"""

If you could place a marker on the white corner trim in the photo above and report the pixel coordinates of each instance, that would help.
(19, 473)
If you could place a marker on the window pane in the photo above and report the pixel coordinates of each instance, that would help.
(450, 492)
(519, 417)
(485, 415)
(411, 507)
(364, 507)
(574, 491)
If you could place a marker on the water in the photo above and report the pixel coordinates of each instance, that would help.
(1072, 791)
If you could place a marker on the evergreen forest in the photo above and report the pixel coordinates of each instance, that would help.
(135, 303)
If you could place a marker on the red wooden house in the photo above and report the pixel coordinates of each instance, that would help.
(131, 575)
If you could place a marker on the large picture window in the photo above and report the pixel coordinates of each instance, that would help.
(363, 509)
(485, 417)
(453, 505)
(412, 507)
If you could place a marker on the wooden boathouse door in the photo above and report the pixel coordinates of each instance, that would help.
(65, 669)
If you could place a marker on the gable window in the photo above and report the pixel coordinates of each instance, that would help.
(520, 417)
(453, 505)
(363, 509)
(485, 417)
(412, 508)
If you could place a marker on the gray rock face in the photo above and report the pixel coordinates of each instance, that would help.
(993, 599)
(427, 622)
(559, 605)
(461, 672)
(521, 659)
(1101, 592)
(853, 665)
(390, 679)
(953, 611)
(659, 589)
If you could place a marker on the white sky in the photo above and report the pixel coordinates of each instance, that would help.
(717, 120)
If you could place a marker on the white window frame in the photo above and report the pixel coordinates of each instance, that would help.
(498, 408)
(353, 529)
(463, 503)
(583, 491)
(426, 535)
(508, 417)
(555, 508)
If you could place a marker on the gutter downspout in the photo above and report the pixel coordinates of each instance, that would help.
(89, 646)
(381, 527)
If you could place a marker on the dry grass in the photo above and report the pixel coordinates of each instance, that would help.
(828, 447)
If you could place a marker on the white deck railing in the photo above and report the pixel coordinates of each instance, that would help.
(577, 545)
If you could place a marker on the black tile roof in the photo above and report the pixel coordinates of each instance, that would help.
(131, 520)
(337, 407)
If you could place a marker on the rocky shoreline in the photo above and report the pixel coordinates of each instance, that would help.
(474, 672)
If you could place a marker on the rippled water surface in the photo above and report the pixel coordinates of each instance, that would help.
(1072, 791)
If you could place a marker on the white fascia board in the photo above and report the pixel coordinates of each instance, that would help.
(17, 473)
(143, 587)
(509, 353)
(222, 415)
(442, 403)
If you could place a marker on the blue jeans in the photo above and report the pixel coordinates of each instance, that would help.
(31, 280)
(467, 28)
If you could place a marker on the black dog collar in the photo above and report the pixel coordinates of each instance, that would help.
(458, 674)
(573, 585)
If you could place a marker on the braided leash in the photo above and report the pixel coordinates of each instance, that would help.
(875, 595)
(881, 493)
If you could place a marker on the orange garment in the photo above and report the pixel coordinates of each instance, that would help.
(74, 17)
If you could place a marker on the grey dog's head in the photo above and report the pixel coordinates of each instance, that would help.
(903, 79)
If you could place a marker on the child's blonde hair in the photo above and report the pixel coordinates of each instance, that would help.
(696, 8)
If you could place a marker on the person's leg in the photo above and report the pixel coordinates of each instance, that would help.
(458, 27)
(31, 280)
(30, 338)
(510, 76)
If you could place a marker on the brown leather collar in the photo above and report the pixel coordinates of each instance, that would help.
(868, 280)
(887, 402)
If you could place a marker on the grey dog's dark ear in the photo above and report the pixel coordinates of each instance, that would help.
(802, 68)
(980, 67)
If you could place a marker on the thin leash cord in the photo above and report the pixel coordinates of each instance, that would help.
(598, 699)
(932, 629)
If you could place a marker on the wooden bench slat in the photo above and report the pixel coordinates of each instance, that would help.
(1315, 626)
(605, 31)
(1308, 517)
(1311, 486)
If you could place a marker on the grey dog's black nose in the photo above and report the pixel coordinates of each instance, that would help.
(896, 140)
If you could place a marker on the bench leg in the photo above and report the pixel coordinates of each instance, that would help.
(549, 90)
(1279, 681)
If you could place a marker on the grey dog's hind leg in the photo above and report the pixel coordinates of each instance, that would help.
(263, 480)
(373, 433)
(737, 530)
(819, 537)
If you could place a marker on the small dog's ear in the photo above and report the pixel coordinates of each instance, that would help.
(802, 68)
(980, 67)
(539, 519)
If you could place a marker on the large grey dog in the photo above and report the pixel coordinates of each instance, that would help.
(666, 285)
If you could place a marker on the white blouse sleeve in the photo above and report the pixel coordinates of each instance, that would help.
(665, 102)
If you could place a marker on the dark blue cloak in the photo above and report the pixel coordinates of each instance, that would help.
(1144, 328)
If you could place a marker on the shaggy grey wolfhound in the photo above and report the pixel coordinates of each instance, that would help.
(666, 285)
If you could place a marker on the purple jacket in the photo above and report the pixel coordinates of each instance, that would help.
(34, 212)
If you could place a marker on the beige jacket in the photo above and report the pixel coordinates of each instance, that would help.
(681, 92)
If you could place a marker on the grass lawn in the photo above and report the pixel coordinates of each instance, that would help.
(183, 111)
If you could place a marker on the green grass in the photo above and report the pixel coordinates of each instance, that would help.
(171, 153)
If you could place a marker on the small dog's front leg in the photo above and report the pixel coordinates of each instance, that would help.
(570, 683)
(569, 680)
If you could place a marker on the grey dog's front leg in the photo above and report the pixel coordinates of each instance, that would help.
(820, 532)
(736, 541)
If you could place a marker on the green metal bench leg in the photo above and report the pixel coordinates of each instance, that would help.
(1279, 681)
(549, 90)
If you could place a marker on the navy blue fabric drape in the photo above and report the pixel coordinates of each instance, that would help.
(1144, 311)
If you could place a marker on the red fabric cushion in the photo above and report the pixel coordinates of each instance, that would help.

"""

_Exercise directions_: Lay out every line of the entries above as a JSON array of strings, one string per line, leaving out any blank lines.

_The result_:
[
  "If you could place a marker on the white corner trim in the photo above and report the pixel coordinates of each instance, that would help.",
  "(19, 473)",
  "If you could place a marker on the window pane in the photo above and report the pixel coordinates of each instance, that would help.",
  "(450, 492)",
  "(519, 417)",
  "(485, 415)",
  "(411, 507)",
  "(364, 507)",
  "(574, 491)",
  "If you could place a marker on the water in the photo above and report the pixel coordinates of each instance, that would help.",
  "(1072, 791)",
  "If you could place a marker on the evergreen forest in the photo above and report the pixel coordinates of each instance, that would help.",
  "(135, 303)",
  "If you could place a marker on the red wooden house in the photo above and report the pixel coordinates of each instance, that would help.",
  "(131, 575)",
  "If you could place a marker on the large picture window in the photo above and report the pixel coordinates of each instance, that would help.",
  "(363, 509)",
  "(485, 417)",
  "(453, 505)",
  "(412, 507)",
  "If you could place a marker on the wooden boathouse door in the photo above and report the pixel coordinates of each instance, that would help.",
  "(65, 669)",
  "If you could place a marker on the gable window in the photo above and report the pixel coordinates of each instance, that would help.",
  "(520, 417)",
  "(453, 505)",
  "(363, 509)",
  "(485, 417)",
  "(412, 508)",
  "If you could place a marker on the gray rock face in the photo above and report the pixel coordinates of each instance, that would help.",
  "(993, 599)",
  "(427, 622)",
  "(559, 605)",
  "(461, 672)",
  "(521, 659)",
  "(1101, 592)",
  "(853, 665)",
  "(390, 679)",
  "(953, 611)",
  "(659, 589)",
  "If you could place a marker on the white sky in the photo above and report the pixel coordinates of each instance, that would help.",
  "(717, 120)",
  "If you could place a marker on the white window frame in the photo above and report the pixel coordinates of each instance, that would help.",
  "(498, 408)",
  "(353, 529)",
  "(463, 503)",
  "(583, 491)",
  "(426, 535)",
  "(508, 417)",
  "(555, 508)",
  "If you could place a marker on the gutter downspout in the photo above and report the pixel coordinates of each instance, that would help.",
  "(89, 646)",
  "(381, 527)",
  "If you could place a marker on the dry grass in the photo above and report the pixel coordinates of each instance, that would help.",
  "(828, 447)",
  "If you could place a marker on the white deck railing in the photo above and report the pixel coordinates of each instance, that would help.",
  "(577, 545)",
  "If you could place a marker on the black tile roof in the photo above and report the pixel coordinates of each instance, that would help.",
  "(131, 520)",
  "(337, 407)",
  "If you could place a marker on the rocky shoreline in the photo above and report the pixel coordinates of each instance, that would help.",
  "(474, 672)",
  "If you could place a marker on the rippled water surface in the photo above and report the pixel coordinates of each instance, that would help.",
  "(1072, 791)",
  "If you could place a marker on the white fascia board in the photo above and report the pixel coordinates of each instance, that would help.",
  "(17, 473)",
  "(143, 587)",
  "(509, 353)",
  "(222, 415)",
  "(442, 403)",
  "If you could place a marker on the blue jeans in the photo above and report the pixel coordinates of each instance, that would help.",
  "(31, 280)",
  "(467, 28)",
  "If you could place a marker on the black dog collar in the photo above and report the pixel coordinates of each instance, that would help.",
  "(458, 674)",
  "(573, 585)",
  "If you could place a marker on the braided leash in the photo above and report the pixel coordinates of each instance, that would help.",
  "(875, 595)",
  "(881, 493)",
  "If you could place a marker on the orange garment in the photo above and report the pixel coordinates of each instance, that would help.",
  "(74, 17)",
  "If you could place a marker on the grey dog's head in the photo above and report the pixel coordinates of each instance, that would help.",
  "(903, 79)",
  "If you could place a marker on the child's blonde hair in the photo above and report the pixel coordinates of each instance, that would help.",
  "(696, 8)",
  "If you could place a marker on the person's leg in the photo above and report the pixel coordinates of each instance, that would help.",
  "(458, 27)",
  "(31, 280)",
  "(30, 338)",
  "(510, 76)",
  "If you could place a marker on the brown leather collar in the photo above and report the pixel coordinates of each instance, that would help.",
  "(868, 280)",
  "(887, 402)",
  "If you could place a marker on the grey dog's dark ear in the photo above and report the pixel coordinates of each instance, that would help.",
  "(802, 68)",
  "(980, 67)",
  "If you could place a marker on the thin leash cord in the photo above and report the pixel coordinates of each instance, that would help.",
  "(598, 699)",
  "(932, 629)",
  "If you could place a marker on the wooden bench slat in the photo above and report the pixel coordinates of each instance, that would help.",
  "(1315, 626)",
  "(605, 31)",
  "(1308, 517)",
  "(1311, 486)",
  "If you could place a marker on the grey dog's black nose in the photo above and report the pixel coordinates of each instance, that would help.",
  "(896, 140)",
  "If you could place a marker on the bench leg in the photo above and report the pixel coordinates of each instance, that would help.",
  "(549, 90)",
  "(1279, 681)",
  "If you could place a marker on the grey dog's hind leg in the photo above and report the pixel coordinates of each instance, that would help.",
  "(263, 480)",
  "(373, 433)",
  "(737, 530)",
  "(819, 537)",
  "If you could place a marker on the small dog's ear in the photo above and report the pixel coordinates of each instance, that would help.",
  "(802, 68)",
  "(980, 67)",
  "(539, 519)",
  "If you could place a marker on the large grey dog in the photo above and report the pixel coordinates of each instance, that would help.",
  "(666, 285)",
  "If you could place a marker on the white blouse sleeve in the photo above and report the pixel coordinates of each instance, that would help.",
  "(665, 102)",
  "If you could place a marker on the dark blue cloak in the photo above and report the pixel coordinates of each instance, that would help.",
  "(1144, 328)",
  "If you could place a marker on the shaggy grey wolfhound in the photo above and report the pixel coordinates of each instance, that would help.",
  "(666, 285)",
  "If you could place a marker on the purple jacket in the photo above and report the pixel coordinates of each instance, that would help.",
  "(34, 212)",
  "If you could place a marker on the beige jacket in the photo above and report the pixel coordinates of each instance, that would help.",
  "(681, 92)",
  "If you could place a marker on the grass lawn in the photo above and report the pixel coordinates of each instance, that would help.",
  "(183, 111)",
  "If you could place a marker on the green grass in the photo above and report the pixel coordinates of each instance, that would help.",
  "(171, 153)",
  "If you could place a marker on the small dog's front leg in the photo above and report the pixel coordinates of each instance, that would help.",
  "(570, 683)",
  "(569, 680)",
  "If you could place a marker on the grey dog's front leg in the photo above and report the pixel coordinates of each instance, that would help.",
  "(820, 532)",
  "(736, 541)",
  "If you could place a marker on the green metal bench leg in the photo above and report the pixel coordinates of each instance, that would help.",
  "(1279, 681)",
  "(549, 90)",
  "If you could place a marker on the navy blue fabric drape in the photo above and report the pixel coordinates of each instance, that would help.",
  "(1144, 311)",
  "If you could place a marker on the red fabric cushion in the photo above and report the pixel coordinates of each instance, that would help."
]